== Segment start ==

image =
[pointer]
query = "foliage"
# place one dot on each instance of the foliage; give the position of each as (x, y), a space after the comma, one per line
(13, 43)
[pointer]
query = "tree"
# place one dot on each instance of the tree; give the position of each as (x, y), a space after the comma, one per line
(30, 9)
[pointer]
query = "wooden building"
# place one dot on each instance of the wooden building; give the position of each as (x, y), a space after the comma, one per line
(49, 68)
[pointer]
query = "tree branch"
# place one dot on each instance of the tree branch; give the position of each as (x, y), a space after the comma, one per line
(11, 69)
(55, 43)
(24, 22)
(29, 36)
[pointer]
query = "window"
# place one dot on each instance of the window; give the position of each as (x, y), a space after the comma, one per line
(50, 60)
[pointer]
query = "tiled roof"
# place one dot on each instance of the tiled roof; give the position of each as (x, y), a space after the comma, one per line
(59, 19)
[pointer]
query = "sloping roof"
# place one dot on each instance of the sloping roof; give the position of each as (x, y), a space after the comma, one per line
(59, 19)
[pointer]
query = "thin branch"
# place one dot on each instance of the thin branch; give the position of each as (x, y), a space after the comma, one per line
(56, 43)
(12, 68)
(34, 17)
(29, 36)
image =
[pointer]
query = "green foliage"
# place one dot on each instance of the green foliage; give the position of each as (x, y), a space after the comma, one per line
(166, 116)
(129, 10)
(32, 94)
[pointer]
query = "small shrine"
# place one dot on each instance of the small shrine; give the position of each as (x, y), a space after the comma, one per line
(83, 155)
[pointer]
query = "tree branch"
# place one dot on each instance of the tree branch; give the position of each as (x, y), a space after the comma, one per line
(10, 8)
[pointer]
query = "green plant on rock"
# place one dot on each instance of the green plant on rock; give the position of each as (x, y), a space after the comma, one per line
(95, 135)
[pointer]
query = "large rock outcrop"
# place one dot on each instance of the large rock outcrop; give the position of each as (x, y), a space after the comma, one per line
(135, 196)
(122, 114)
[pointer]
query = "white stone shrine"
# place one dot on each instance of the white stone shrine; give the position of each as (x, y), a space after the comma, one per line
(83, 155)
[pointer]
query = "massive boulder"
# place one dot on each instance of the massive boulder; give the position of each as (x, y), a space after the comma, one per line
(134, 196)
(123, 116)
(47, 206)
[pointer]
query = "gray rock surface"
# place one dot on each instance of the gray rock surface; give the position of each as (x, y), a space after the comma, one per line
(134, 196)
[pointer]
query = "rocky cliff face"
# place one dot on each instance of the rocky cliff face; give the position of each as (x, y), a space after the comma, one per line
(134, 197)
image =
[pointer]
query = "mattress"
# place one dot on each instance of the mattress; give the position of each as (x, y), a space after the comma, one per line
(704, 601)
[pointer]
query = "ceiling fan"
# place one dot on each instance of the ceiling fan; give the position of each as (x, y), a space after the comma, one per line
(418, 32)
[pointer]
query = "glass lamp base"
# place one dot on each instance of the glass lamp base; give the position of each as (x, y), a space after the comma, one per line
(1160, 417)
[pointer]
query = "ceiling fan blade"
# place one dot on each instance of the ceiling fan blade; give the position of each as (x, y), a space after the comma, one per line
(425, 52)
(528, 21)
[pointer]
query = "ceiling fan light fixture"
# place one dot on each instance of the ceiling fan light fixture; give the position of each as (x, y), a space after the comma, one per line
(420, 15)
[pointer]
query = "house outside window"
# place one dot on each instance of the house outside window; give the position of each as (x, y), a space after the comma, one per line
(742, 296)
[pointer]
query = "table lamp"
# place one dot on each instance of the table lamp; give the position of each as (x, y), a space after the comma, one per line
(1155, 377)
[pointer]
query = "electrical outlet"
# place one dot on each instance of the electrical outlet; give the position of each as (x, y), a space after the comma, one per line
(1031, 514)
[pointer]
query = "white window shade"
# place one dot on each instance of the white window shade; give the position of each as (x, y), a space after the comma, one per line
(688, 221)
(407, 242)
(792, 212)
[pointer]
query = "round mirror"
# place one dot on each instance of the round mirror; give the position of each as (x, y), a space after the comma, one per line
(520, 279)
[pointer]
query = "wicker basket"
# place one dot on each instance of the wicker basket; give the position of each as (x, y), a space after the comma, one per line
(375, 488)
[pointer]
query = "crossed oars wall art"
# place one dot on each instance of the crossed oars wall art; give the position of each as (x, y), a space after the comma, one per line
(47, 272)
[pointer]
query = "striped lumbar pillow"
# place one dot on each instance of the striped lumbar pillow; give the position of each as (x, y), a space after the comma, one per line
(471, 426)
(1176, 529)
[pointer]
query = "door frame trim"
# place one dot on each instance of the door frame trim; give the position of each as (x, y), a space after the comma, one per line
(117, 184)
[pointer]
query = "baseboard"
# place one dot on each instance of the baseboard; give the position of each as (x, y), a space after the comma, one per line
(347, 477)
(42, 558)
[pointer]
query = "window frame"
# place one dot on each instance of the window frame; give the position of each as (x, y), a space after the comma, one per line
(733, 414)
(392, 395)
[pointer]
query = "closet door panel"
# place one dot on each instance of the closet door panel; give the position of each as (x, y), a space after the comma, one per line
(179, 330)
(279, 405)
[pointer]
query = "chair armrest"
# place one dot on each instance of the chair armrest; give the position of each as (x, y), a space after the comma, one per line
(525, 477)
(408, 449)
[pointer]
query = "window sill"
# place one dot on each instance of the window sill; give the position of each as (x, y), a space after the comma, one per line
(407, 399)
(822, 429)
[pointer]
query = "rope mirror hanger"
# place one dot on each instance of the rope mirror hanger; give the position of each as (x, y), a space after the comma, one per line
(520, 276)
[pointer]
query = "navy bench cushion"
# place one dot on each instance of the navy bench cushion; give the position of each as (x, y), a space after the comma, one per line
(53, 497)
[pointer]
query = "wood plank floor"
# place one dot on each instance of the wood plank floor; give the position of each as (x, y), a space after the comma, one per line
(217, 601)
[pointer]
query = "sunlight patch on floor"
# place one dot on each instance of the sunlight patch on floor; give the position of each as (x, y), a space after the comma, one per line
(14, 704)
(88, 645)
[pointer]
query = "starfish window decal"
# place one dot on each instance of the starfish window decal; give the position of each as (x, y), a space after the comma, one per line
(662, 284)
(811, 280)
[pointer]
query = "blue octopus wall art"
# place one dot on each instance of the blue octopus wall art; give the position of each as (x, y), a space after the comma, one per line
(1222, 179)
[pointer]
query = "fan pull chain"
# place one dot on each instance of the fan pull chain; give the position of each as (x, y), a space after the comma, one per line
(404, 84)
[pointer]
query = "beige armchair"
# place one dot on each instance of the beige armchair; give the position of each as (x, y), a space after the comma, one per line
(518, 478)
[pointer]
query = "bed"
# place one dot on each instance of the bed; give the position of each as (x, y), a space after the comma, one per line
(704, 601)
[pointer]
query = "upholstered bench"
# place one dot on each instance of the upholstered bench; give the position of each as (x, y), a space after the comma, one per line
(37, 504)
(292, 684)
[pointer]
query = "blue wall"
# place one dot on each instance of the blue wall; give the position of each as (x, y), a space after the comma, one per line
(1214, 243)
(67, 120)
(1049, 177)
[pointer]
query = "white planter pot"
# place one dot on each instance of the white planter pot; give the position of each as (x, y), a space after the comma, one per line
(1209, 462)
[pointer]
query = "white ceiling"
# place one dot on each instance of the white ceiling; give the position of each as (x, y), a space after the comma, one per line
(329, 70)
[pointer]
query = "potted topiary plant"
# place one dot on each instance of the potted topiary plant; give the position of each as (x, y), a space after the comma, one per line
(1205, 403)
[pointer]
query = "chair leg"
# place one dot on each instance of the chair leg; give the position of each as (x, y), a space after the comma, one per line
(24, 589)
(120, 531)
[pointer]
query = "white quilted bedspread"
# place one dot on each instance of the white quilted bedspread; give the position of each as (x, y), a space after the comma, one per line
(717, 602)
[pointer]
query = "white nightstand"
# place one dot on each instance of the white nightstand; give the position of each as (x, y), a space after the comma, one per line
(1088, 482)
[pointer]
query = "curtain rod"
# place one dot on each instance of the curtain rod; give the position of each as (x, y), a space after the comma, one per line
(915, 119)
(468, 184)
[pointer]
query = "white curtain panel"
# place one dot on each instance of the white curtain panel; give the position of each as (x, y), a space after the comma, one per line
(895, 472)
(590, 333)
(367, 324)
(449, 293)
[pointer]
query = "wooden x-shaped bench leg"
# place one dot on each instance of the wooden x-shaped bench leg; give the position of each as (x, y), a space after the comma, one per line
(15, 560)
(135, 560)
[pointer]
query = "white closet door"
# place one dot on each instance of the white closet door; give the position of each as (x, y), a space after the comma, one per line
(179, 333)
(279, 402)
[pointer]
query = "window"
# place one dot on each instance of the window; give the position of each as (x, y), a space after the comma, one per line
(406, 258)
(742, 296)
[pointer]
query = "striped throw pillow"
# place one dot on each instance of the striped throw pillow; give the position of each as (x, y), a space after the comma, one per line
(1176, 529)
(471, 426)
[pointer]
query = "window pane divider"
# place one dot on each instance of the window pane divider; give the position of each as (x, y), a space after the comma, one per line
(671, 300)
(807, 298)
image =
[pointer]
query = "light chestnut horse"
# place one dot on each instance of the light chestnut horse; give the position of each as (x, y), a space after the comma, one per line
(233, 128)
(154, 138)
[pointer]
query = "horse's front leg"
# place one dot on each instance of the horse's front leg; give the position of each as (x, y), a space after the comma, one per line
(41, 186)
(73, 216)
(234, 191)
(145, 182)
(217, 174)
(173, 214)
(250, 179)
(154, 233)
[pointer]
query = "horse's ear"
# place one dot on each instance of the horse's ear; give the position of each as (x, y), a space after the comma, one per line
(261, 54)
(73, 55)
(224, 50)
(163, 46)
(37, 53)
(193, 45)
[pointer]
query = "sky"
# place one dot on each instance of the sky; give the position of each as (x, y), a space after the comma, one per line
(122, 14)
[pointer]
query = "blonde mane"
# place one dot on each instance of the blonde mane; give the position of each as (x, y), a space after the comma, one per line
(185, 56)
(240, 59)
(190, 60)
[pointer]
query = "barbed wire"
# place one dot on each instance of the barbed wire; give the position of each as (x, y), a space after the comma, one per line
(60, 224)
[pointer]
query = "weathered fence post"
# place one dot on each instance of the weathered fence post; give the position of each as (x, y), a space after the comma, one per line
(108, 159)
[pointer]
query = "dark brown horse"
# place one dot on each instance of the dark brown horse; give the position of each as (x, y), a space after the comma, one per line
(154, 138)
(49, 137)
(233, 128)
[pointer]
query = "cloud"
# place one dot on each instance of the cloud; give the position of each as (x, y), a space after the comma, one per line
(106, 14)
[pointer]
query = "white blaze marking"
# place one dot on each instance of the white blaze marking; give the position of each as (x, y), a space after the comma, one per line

== Segment end ==

▸ **Exercise details**
Select every line of the material above holding the word "blaze" and copy it.

▸ **Response box**
query = "white blaze marking"
# place one dot on each instance of the white blaze marking; give the position of each as (x, y), a space after the comma, one per line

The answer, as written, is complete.